Directive:
Filter the rows below and keep only the lines that contain the word "water". Copy each kept line unchanged.

Material for this exercise:
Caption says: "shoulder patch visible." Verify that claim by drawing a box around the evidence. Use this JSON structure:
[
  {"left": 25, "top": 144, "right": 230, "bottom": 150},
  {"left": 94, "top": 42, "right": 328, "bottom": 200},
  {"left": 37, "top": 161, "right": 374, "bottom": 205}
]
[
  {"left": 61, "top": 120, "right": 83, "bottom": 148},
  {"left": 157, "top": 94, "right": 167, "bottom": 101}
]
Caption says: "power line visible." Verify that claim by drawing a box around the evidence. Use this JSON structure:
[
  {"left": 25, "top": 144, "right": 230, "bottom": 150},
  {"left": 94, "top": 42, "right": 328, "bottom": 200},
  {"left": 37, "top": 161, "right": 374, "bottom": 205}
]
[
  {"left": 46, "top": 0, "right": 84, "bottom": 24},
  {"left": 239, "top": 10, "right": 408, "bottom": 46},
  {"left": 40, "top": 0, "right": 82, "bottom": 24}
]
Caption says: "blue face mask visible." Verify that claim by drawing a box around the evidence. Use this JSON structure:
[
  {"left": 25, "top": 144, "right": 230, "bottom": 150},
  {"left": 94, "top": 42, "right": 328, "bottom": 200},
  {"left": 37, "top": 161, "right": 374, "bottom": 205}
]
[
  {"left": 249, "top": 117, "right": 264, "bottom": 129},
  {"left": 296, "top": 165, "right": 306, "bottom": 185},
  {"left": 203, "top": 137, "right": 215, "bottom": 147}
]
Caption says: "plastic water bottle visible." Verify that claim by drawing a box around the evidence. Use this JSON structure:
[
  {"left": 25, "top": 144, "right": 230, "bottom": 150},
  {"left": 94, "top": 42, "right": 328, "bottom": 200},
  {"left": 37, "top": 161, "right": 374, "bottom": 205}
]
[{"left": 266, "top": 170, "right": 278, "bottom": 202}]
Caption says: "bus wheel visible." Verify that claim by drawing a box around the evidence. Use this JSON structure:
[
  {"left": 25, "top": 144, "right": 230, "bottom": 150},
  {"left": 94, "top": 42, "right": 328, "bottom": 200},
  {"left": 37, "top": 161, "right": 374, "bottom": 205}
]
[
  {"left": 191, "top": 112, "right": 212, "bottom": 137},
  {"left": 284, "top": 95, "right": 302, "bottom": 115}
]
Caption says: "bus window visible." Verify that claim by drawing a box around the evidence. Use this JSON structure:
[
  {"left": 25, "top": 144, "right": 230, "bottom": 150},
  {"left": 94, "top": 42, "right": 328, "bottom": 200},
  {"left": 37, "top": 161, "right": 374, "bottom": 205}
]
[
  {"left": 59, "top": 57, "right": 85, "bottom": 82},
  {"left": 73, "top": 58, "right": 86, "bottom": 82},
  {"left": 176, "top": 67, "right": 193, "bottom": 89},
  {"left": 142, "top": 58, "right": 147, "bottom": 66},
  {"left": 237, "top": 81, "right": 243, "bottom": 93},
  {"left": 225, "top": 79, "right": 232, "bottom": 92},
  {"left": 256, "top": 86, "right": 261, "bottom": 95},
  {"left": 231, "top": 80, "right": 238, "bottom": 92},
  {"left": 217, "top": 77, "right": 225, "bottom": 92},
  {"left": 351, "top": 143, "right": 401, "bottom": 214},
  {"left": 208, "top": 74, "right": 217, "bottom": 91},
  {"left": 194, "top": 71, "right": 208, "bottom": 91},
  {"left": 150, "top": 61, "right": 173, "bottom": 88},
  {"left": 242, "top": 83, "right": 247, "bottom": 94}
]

--

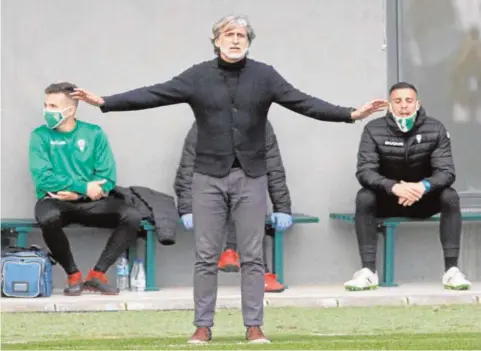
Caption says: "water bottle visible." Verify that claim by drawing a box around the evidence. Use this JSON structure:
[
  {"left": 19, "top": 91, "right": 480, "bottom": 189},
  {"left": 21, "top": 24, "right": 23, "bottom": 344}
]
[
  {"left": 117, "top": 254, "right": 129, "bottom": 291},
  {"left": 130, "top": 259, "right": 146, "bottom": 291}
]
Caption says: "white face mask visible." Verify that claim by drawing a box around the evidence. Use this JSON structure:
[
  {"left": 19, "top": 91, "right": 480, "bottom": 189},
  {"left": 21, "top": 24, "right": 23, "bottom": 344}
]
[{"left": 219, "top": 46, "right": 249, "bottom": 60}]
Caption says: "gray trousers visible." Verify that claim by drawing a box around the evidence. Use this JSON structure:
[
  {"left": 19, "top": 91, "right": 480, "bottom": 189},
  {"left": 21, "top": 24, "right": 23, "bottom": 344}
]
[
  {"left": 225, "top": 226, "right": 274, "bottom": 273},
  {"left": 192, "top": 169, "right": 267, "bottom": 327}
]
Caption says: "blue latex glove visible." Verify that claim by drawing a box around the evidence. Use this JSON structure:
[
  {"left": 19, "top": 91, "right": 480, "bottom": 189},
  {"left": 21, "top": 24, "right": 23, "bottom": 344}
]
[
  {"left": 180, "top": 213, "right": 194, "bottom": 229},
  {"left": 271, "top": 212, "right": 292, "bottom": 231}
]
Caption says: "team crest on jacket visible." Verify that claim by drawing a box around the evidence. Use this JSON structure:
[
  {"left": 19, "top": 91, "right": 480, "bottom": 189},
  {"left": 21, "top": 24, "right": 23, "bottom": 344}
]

Full output:
Caption says: "plastic water bottle visible." Verify that claim by drawing a box around the evidence. Use this JSON structure:
Caption says: "water bottle visible." Verify that claim by drawing a box around the evidence. Use this JSON structure:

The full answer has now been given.